START Records

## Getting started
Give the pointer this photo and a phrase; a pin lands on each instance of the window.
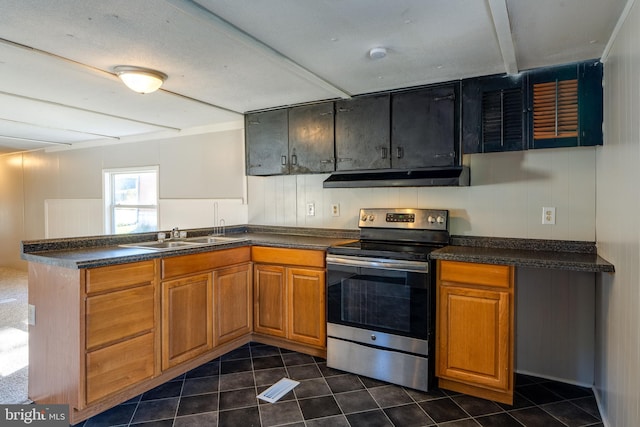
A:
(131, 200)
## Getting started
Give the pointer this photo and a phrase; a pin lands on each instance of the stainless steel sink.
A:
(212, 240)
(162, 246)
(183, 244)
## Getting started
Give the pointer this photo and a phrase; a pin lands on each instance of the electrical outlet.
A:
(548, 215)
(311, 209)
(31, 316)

END Records
START Records

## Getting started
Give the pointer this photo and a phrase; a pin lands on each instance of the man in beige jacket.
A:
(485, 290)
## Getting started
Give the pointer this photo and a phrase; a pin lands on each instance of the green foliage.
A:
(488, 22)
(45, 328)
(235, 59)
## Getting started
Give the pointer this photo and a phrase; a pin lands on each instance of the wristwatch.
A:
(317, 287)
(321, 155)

END Records
START Records

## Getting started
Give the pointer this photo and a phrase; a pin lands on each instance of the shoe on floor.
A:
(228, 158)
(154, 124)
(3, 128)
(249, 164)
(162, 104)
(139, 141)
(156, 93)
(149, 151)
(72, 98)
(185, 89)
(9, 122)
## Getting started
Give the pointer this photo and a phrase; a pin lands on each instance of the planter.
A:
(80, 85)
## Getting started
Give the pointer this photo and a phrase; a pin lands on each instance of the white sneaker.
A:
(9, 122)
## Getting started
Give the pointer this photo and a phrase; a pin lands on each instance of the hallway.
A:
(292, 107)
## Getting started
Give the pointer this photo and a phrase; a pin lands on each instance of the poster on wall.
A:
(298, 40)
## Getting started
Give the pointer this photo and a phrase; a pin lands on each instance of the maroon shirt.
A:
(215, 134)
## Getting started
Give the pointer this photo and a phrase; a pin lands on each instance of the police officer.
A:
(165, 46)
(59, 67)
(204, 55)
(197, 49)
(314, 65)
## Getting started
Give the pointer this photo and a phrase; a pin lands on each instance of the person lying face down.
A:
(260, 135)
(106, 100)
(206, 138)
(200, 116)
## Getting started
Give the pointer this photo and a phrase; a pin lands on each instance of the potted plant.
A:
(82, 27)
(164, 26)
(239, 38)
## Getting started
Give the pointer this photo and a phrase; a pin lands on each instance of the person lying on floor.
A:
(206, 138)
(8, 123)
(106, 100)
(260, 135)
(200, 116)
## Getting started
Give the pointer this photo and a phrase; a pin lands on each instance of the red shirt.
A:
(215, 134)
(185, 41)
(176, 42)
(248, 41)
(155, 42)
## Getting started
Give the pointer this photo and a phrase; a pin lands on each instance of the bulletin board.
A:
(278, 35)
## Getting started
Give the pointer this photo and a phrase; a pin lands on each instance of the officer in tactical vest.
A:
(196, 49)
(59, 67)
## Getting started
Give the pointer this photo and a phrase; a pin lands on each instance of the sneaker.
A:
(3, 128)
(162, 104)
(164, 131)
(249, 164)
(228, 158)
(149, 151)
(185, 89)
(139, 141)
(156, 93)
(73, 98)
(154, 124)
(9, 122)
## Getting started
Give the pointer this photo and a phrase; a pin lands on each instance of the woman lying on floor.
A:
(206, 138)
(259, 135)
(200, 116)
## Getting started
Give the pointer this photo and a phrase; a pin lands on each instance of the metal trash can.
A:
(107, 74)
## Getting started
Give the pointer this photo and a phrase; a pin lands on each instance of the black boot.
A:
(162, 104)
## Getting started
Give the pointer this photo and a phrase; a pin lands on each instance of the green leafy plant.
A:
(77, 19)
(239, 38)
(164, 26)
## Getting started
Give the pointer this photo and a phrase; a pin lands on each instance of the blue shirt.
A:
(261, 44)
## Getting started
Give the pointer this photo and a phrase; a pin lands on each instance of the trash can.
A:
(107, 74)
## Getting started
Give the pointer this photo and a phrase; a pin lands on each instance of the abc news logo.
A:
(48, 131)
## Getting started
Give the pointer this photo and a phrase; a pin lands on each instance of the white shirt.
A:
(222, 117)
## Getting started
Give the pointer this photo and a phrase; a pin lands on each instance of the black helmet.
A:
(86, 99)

END Records

__What is expected__
Only lines holding the word "officer" are wanted; copy each one from the listing.

__Solution for this problem__
Give the pointer this photo and a phrase; a pin lands on each instance of the police officer.
Give the pointer this photo and a phrase; a pin lands on each instance of the officer in tactical vest.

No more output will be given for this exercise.